EXERCISE DATA START
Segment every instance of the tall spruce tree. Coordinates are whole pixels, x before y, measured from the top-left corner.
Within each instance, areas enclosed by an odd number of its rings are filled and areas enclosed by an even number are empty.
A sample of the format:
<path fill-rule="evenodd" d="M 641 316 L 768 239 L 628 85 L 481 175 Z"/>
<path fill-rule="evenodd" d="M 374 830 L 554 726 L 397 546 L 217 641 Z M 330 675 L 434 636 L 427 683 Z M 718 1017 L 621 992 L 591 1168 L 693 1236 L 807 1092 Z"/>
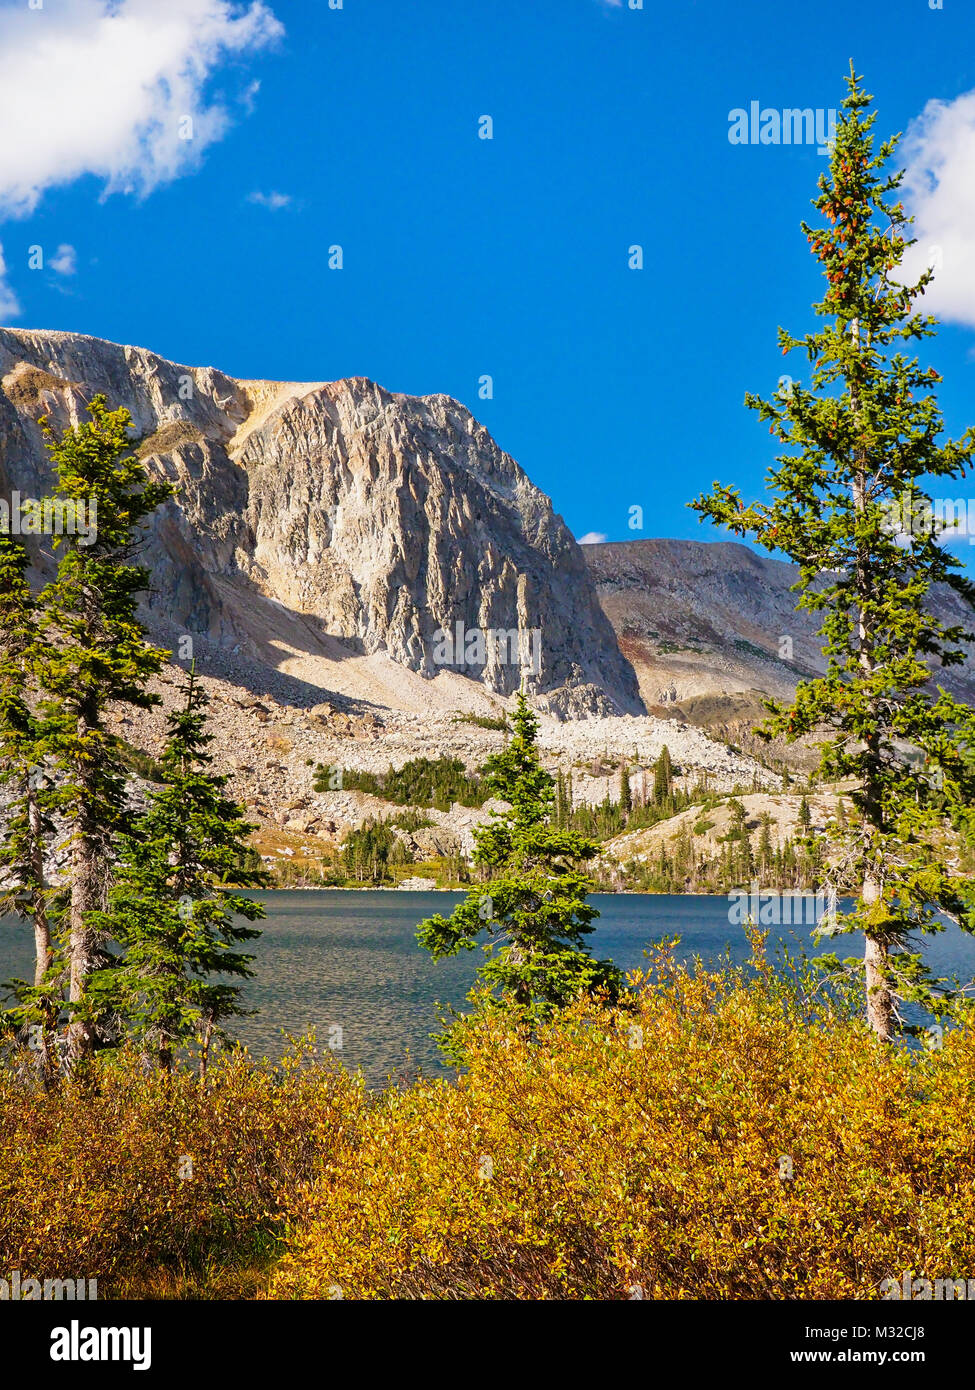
EXERCISE DATA END
### TASK TO COMPLETE:
Write out the records above once more, word for word, with no pictures.

### EXPECTED OUTPUT:
Segment every instance of the tall spruce tree. Coordinates are whole pixels, x before y, measured from the top-left corner.
Within each instance, areas enclosed by an odd number of its rings are filled and areas enclosed by an even number are empty.
A sample of the format:
<path fill-rule="evenodd" d="M 641 316 L 768 239 L 628 85 L 481 175 Z"/>
<path fill-rule="evenodd" d="M 374 830 L 554 726 L 397 546 L 217 641 Z M 330 675 L 434 636 L 427 683 Z M 718 1017 L 621 992 L 591 1168 L 693 1236 L 807 1092 Z"/>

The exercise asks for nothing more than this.